Data extract:
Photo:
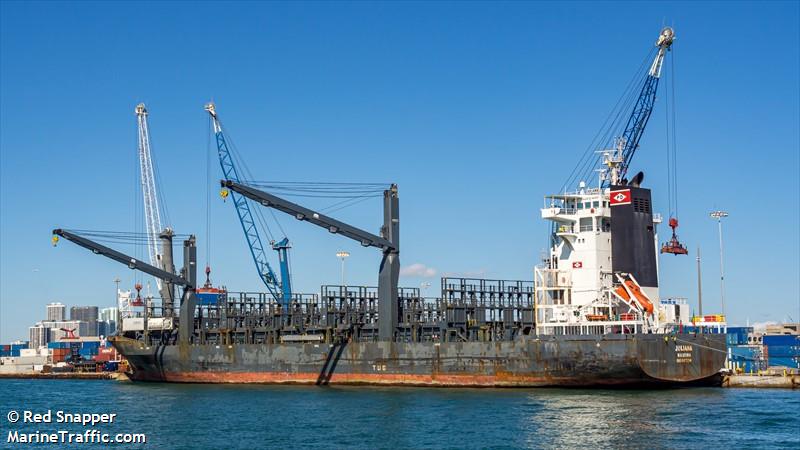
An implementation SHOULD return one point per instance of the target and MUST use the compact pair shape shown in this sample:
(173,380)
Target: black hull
(642,360)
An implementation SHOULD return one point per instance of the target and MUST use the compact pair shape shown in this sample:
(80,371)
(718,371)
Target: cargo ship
(589,316)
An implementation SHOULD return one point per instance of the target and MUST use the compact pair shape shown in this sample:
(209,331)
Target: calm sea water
(220,417)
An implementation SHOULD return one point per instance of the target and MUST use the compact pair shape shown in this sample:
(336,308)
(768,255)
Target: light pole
(424,285)
(342,255)
(116,302)
(719,215)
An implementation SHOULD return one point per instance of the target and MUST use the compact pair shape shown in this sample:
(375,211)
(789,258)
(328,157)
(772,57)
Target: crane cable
(209,188)
(606,133)
(672,153)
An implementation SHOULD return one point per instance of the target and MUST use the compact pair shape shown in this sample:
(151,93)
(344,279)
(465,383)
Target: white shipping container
(133,324)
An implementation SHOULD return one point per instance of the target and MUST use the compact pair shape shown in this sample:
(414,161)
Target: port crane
(619,161)
(280,289)
(388,242)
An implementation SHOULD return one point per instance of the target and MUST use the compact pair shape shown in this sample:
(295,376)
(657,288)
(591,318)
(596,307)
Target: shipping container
(783,350)
(793,363)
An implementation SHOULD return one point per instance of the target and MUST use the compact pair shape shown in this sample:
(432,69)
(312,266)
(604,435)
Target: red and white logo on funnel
(622,197)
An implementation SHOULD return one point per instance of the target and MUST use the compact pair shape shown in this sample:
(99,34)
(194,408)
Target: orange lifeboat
(640,297)
(637,292)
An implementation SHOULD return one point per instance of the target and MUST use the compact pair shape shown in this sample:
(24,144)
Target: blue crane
(628,142)
(280,289)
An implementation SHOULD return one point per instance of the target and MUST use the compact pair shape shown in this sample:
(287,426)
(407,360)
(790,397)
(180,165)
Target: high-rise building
(39,336)
(87,314)
(56,311)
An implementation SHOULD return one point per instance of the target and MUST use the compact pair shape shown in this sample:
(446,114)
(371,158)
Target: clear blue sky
(476,110)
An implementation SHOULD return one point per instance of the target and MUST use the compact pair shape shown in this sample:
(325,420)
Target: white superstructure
(577,290)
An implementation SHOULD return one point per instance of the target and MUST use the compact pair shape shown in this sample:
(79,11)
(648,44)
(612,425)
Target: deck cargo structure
(589,316)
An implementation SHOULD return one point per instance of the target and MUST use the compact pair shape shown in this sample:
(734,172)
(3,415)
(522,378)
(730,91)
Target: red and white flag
(621,197)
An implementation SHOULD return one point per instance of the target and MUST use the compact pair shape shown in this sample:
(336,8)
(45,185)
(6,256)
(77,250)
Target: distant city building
(39,336)
(87,314)
(56,311)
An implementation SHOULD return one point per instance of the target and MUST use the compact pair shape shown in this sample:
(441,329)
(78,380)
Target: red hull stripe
(502,380)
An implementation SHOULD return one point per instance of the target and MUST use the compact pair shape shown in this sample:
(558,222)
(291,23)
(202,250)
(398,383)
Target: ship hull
(607,360)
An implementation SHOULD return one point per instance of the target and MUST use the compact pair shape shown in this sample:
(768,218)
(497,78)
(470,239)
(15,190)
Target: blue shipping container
(784,362)
(207,298)
(783,350)
(781,340)
(743,352)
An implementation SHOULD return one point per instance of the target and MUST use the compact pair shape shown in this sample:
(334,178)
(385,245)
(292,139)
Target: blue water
(221,417)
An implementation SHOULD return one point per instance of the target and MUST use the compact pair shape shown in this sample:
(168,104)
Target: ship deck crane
(388,242)
(620,160)
(161,258)
(187,278)
(280,289)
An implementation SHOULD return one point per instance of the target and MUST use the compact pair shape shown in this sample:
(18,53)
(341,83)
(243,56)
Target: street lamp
(342,255)
(424,285)
(116,303)
(719,215)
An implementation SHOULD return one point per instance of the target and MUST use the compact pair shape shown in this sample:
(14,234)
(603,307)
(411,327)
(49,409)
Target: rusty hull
(591,360)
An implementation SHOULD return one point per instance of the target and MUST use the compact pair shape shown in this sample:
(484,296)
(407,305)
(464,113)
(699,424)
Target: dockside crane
(280,289)
(388,242)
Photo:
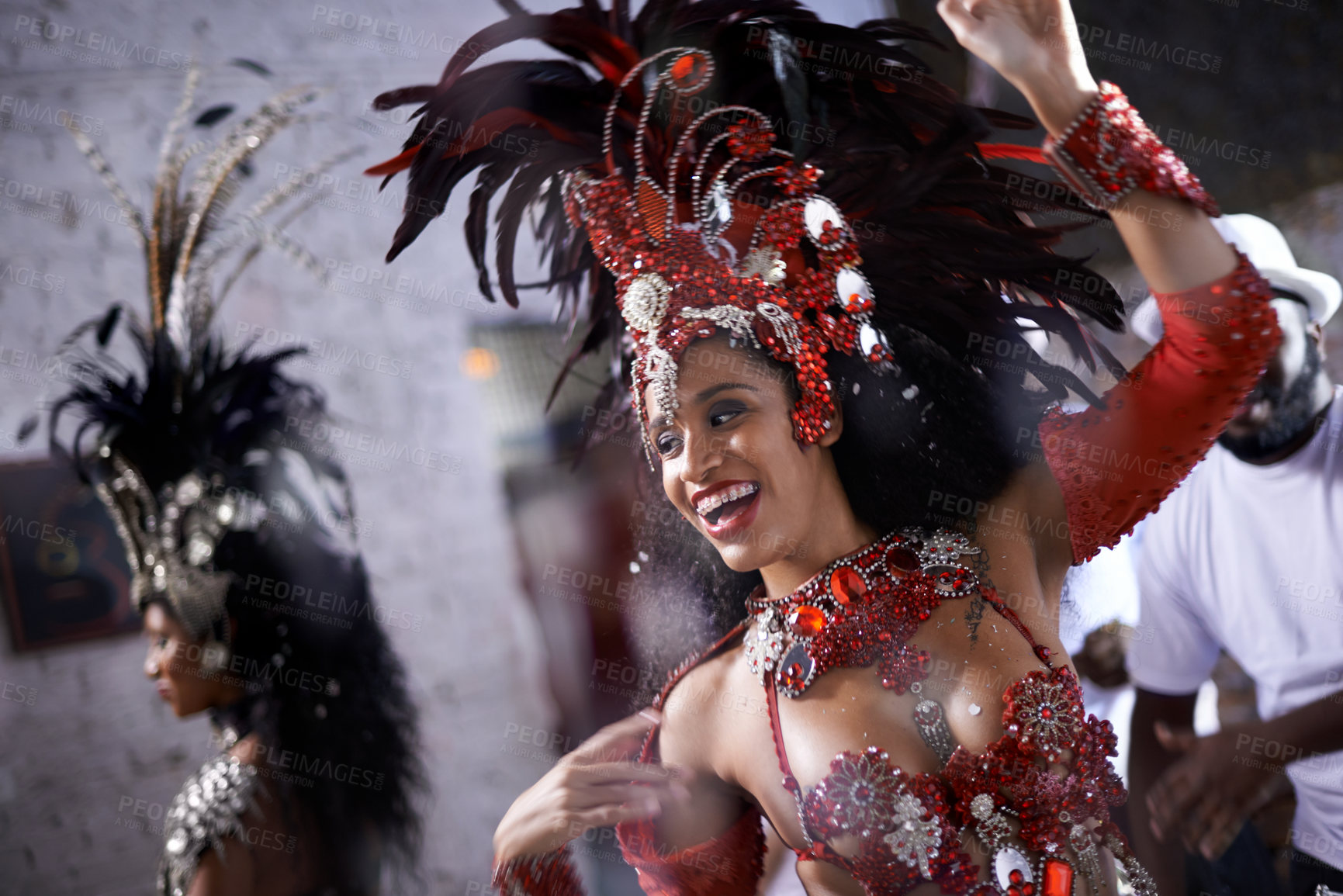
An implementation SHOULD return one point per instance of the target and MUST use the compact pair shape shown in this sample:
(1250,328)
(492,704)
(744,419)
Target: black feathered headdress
(863,187)
(195,442)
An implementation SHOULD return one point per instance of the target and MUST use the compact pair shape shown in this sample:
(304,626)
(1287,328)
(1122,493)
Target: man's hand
(1206,795)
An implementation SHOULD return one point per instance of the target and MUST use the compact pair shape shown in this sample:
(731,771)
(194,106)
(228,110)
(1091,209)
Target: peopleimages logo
(66,40)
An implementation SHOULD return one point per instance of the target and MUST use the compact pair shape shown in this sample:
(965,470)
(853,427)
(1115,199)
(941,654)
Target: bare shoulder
(691,725)
(704,734)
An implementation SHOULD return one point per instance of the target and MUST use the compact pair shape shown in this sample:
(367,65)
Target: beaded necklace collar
(861,609)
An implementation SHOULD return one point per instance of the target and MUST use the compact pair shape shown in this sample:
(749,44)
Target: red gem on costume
(806,621)
(846,585)
(903,559)
(689,70)
(1058,877)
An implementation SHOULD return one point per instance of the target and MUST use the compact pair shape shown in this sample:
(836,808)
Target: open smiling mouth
(724,507)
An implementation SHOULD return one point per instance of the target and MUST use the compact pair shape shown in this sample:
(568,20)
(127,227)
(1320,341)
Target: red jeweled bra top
(1038,798)
(1049,771)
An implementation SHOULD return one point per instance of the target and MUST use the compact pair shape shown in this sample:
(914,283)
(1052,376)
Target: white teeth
(718,499)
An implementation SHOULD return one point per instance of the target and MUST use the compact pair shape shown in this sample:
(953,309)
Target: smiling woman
(801,330)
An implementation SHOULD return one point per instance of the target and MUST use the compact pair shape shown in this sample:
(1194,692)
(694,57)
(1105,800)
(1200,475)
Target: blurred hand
(1102,657)
(1206,795)
(594,786)
(1033,45)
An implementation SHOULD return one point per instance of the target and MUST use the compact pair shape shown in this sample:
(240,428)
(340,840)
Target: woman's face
(174,662)
(731,464)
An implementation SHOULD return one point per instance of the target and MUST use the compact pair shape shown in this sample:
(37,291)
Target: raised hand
(1033,45)
(1205,798)
(594,786)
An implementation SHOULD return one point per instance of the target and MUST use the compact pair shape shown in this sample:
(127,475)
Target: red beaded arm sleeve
(1115,464)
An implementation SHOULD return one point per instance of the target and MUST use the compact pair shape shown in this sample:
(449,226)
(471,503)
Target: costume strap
(1041,652)
(680,672)
(1108,152)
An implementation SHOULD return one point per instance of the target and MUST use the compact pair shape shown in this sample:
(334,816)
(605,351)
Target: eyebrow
(704,395)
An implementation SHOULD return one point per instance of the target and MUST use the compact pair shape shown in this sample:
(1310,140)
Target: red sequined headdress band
(680,278)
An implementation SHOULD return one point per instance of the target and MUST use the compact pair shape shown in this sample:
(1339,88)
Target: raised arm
(594,786)
(1113,465)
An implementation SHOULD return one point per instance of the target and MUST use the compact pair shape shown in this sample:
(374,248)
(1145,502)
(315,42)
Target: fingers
(1174,797)
(624,773)
(955,15)
(1224,824)
(619,739)
(607,815)
(598,795)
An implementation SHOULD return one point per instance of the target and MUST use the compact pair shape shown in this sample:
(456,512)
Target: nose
(703,455)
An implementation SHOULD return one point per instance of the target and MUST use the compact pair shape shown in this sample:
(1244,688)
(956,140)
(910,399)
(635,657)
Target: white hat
(1269,253)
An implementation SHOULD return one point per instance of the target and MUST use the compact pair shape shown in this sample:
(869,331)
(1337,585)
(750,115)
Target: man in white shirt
(1247,556)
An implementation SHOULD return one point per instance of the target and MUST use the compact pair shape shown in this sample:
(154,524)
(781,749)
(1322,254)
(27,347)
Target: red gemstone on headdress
(846,585)
(1058,877)
(688,70)
(806,621)
(902,559)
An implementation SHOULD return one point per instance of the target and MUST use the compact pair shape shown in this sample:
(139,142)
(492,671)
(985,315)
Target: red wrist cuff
(1108,152)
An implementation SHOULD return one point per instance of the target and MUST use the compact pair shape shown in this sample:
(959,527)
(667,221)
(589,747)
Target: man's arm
(1147,762)
(1205,797)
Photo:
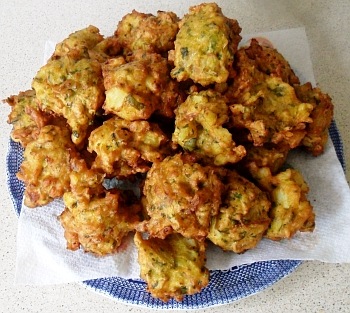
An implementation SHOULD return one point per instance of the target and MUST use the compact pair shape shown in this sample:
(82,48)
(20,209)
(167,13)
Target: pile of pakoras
(174,105)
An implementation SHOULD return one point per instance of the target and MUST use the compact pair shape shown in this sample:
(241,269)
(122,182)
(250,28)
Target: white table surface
(24,28)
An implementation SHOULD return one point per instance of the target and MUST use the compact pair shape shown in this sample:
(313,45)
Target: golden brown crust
(46,166)
(124,148)
(25,117)
(205,45)
(322,115)
(181,196)
(146,32)
(199,129)
(173,267)
(94,218)
(243,215)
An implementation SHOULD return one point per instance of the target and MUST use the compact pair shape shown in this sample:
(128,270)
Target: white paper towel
(42,257)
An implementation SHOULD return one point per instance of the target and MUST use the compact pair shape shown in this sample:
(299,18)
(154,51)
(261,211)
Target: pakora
(205,45)
(243,215)
(199,128)
(322,115)
(290,210)
(135,90)
(180,196)
(269,61)
(124,148)
(25,117)
(71,84)
(46,166)
(172,267)
(96,219)
(146,32)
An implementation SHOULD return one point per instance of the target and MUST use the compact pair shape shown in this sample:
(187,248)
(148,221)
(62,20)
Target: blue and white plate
(224,287)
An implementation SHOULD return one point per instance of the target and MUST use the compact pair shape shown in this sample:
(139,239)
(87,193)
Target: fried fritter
(137,89)
(77,45)
(46,166)
(105,49)
(180,196)
(94,218)
(172,267)
(124,148)
(273,115)
(322,115)
(25,117)
(271,157)
(290,211)
(205,45)
(146,32)
(198,128)
(269,61)
(72,89)
(266,105)
(243,216)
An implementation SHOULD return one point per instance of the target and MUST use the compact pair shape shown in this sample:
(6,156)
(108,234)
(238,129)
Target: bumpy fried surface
(198,128)
(243,216)
(266,106)
(78,44)
(124,148)
(290,211)
(71,85)
(269,61)
(322,115)
(94,218)
(107,48)
(25,117)
(146,32)
(272,158)
(46,166)
(205,45)
(137,89)
(173,267)
(277,116)
(180,196)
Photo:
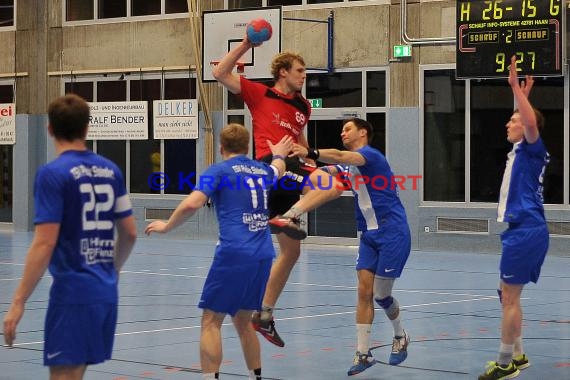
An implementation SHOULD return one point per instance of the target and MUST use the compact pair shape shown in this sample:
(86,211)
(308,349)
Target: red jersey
(274,114)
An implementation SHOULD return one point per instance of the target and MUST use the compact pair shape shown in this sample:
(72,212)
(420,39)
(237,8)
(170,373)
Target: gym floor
(449,305)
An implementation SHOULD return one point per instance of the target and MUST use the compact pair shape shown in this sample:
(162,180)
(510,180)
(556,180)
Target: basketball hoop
(240,66)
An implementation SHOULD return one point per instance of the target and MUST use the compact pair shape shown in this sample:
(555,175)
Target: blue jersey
(521,198)
(84,193)
(376,192)
(239,189)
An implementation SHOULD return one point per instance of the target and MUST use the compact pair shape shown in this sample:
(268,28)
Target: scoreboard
(490,32)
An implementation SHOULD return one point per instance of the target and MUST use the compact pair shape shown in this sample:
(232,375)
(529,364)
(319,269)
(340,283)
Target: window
(444,137)
(339,89)
(7,13)
(83,10)
(447,133)
(175,158)
(236,4)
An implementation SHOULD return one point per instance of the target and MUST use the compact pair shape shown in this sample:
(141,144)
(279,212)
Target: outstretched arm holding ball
(257,32)
(223,71)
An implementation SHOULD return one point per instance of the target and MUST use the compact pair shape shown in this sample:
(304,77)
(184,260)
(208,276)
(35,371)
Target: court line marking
(279,319)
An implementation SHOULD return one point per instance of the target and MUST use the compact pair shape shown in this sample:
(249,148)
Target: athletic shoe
(496,372)
(361,362)
(521,361)
(289,226)
(267,329)
(399,349)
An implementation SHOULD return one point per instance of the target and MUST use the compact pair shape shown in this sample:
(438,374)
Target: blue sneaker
(399,349)
(361,363)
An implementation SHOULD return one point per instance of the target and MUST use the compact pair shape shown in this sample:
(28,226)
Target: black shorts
(286,192)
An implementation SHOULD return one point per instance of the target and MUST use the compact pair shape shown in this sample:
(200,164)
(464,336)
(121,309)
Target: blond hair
(235,138)
(285,61)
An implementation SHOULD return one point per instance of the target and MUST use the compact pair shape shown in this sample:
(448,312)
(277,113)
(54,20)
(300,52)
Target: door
(333,222)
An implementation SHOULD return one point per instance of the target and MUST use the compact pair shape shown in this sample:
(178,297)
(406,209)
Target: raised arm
(526,112)
(332,156)
(223,72)
(185,210)
(280,152)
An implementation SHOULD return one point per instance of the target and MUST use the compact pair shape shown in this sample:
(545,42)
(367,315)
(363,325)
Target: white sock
(398,329)
(363,337)
(266,312)
(505,354)
(518,349)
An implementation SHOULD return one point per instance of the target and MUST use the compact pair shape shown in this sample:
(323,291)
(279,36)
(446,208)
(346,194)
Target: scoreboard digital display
(489,33)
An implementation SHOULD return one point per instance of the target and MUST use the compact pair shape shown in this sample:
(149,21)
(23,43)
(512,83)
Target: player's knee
(390,305)
(385,303)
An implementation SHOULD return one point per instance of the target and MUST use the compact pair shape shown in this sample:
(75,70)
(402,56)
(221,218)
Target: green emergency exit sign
(402,51)
(316,103)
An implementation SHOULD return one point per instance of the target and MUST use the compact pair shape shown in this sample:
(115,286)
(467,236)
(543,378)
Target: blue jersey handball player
(385,240)
(525,241)
(239,188)
(80,199)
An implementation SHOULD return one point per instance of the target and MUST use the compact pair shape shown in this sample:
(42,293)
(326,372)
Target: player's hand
(513,77)
(247,41)
(283,147)
(11,321)
(527,84)
(157,226)
(299,151)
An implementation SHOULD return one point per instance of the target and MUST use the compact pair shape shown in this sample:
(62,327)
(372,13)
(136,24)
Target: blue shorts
(384,251)
(524,250)
(236,286)
(79,334)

Request: Pull out every line above that contains the string "scoreboard", matching case exactly.

Task response:
Target: scoreboard
Target: scoreboard digital display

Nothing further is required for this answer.